## PROBLEM TO WORK ON
Everything from the line holding "# annotate each instance of the apartment" through the last line below must be repeated exactly, and nothing else.

## SOURCE MATERIAL
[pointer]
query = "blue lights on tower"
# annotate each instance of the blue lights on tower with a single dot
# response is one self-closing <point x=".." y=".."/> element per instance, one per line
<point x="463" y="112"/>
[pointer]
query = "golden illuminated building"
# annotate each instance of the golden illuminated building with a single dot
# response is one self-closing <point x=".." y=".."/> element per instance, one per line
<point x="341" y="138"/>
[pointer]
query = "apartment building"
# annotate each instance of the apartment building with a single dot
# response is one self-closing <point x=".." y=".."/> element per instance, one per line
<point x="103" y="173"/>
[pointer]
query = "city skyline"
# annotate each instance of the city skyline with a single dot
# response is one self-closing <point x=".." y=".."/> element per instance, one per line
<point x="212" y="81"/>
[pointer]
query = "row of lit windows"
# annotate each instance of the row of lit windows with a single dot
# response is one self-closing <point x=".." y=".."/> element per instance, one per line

## RESULT
# annotate each instance of the apartment building with a single dot
# response is one self-closing <point x=".." y=".."/> element per instance, one per line
<point x="103" y="173"/>
[pointer]
query = "city skyline"
# annotate each instance of the city skyline with a single dot
# response is one self-closing <point x=".." y=".."/> element per instance, one per line
<point x="212" y="81"/>
[pointer]
query = "row of lit windows"
# annotate each instance of the row of lit windows with a single dot
# response is one self-closing <point x=".." y=".."/> element per instance, one per line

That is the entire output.